__Assignment 1__
Answer these questions about the text on the Entebbe school:
(a) How many children does the school help each week?
(b) Who became Ibrahim's foster parent?
(c) Through which organization had the Rozells been helping children before they started their own ministry?
__Assignment 2__
Please copy the part of the Entebbe school text that begins at the words "Michael shared a" and ends after the words "across the globe.".
__Assignment 3__
According to the text on the Entebbe school, why did the Rozells start their own overseas ministry? Answer in one to three sentences.

__Reading text__
--- START ---

Their school in Entebbe, Uganda helps 2,500 children per week. These children have been relocated to 10 islands in the lake, Michael said. There’s no clean water on the islands. Most of the children’s parents have already died from AIDS.

“They bring their water [on] canoes. They trade for it and prostitute for it. Most die from diarrhea and malaria.”

He tells of parasites that exist in the water and snails that attach themselves to one’s body.

Michael shared a story about a boy named Ibrahim who they were able to relocate from an island to a Christian boarding school in Entebbe.

“God broke into this kid’s life and snatched him out of the pit of hell. Now he’s going to get an opportunity for life.”

A woman who works for Potter’s Field Medical Outreach has become Ibrahim’s foster parent, he said.

The Rozells had been helping children through World Vision International when they decided to start their own overseas ministry. 

“We wanted more hands-on and involvement,” Michael said. “My wife her whole life has had a heart for Africa.”

The couple hasn’t been able to have their own children, but now has thousands of surrogate children across the globe.

“We’ve been offered to go to every continent of the globe,” he said.

--- END ---

[Referring expression pointing data]
--- START ---

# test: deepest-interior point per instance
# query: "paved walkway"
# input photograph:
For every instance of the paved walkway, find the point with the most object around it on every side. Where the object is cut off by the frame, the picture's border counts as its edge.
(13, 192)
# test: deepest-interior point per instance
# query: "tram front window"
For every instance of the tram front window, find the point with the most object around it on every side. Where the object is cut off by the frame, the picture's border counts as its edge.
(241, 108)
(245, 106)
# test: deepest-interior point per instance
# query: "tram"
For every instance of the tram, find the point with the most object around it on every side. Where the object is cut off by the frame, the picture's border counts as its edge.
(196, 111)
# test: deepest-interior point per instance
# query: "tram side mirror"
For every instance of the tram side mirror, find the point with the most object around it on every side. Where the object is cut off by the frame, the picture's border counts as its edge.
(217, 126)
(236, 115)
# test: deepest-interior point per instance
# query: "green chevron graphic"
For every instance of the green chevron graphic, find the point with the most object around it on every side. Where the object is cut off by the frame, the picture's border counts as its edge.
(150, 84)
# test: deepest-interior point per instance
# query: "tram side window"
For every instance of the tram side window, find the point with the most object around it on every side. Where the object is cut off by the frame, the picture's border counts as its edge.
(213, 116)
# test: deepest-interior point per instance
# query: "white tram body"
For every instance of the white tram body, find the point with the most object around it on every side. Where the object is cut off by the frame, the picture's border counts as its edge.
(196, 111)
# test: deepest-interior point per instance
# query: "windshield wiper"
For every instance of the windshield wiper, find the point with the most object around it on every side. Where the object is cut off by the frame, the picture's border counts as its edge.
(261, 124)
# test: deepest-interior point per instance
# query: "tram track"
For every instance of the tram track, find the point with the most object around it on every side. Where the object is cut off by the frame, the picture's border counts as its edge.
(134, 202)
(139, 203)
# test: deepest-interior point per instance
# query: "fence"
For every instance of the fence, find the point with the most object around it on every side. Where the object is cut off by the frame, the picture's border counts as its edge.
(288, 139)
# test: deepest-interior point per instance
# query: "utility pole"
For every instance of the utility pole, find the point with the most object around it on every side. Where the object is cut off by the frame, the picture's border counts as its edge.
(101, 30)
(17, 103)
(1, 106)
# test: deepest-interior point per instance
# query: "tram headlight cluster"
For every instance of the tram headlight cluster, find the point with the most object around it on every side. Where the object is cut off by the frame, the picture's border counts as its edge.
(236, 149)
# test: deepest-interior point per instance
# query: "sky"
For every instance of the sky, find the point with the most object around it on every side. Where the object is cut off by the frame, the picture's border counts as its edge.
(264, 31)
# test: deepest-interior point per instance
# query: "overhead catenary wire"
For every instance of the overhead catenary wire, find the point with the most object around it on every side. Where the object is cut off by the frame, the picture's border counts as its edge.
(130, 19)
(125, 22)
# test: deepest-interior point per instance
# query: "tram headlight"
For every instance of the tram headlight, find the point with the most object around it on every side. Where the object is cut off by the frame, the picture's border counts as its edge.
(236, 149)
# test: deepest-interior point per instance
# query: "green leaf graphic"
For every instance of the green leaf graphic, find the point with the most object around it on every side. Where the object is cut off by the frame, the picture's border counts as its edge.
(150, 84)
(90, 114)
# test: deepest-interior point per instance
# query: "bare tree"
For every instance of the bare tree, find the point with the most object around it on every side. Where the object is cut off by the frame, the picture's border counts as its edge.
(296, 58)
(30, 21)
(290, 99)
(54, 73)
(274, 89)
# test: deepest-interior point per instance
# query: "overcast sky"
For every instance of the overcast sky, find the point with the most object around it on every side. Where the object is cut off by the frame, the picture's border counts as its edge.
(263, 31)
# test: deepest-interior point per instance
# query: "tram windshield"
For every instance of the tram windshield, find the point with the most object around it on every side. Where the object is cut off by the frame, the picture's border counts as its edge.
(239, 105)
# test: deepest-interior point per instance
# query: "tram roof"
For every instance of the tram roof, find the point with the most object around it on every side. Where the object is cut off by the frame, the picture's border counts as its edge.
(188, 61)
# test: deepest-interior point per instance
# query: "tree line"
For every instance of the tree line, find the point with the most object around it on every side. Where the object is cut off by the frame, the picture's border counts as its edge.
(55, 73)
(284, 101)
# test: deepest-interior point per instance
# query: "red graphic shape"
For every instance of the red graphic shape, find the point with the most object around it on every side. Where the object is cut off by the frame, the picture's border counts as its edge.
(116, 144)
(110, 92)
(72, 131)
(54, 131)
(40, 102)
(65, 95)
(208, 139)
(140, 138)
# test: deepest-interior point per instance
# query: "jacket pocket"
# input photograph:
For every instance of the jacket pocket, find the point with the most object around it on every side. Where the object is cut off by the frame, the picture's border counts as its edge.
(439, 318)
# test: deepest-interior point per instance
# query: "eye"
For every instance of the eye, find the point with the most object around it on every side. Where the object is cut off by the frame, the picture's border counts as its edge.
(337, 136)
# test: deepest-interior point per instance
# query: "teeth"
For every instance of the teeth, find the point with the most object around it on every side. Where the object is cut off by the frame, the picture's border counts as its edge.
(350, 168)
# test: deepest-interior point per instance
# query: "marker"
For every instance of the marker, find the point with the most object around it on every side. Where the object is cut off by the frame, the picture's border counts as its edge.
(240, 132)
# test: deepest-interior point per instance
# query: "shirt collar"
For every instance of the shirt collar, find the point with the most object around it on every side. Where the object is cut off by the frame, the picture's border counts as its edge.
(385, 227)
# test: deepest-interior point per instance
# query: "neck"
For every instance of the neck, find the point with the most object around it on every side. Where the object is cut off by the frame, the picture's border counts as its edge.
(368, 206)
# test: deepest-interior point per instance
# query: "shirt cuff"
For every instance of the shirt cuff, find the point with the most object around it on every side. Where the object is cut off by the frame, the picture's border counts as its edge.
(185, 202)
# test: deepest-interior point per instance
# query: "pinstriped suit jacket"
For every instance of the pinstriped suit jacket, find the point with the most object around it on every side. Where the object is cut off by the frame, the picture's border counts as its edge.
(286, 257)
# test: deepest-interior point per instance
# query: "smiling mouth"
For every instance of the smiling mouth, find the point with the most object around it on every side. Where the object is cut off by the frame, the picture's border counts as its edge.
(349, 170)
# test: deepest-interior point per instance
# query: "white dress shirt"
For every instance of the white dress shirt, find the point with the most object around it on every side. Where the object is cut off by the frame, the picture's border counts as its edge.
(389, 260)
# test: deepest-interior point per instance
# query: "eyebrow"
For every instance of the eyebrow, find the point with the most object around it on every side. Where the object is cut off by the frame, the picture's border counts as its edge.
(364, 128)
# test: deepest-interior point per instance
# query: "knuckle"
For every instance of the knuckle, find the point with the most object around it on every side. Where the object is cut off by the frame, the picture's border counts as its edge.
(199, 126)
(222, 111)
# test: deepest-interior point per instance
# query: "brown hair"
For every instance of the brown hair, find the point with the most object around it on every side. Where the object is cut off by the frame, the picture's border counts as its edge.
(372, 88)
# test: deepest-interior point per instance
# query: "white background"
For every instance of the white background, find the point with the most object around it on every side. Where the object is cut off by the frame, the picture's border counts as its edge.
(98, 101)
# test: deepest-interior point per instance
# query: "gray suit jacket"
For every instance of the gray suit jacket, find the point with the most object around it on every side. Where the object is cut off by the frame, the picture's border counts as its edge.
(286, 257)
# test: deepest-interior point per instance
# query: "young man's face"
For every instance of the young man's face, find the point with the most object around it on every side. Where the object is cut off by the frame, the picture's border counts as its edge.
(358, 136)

--- END ---

__Solution 1__
(a) 2,500 children.
(b) A woman who works for Potter's Field Medical Outreach.
(c) World Vision International.

__Solution 2__
Michael shared a story about a boy named Ibrahim who they were able to relocate from an island to a Christian boarding school in Entebbe.

“God broke into this kid’s life and snatched him out of the pit of hell. Now he’s going to get an opportunity for life.”

A woman who works for Potter’s Field Medical Outreach has become Ibrahim’s foster parent, he said.

The Rozells had been helping children through World Vision International when they decided to start their own overseas ministry. 

“We wanted more hands-on and involvement,” Michael said. “My wife her whole life has had a heart for Africa.”

The couple hasn’t been able to have their own children, but now has thousands of surrogate children across the globe.

__Solution 3__
They wanted more hands-on involvement than they had while helping children through World Vision International. Michael also said his wife has had a heart for Africa her whole life.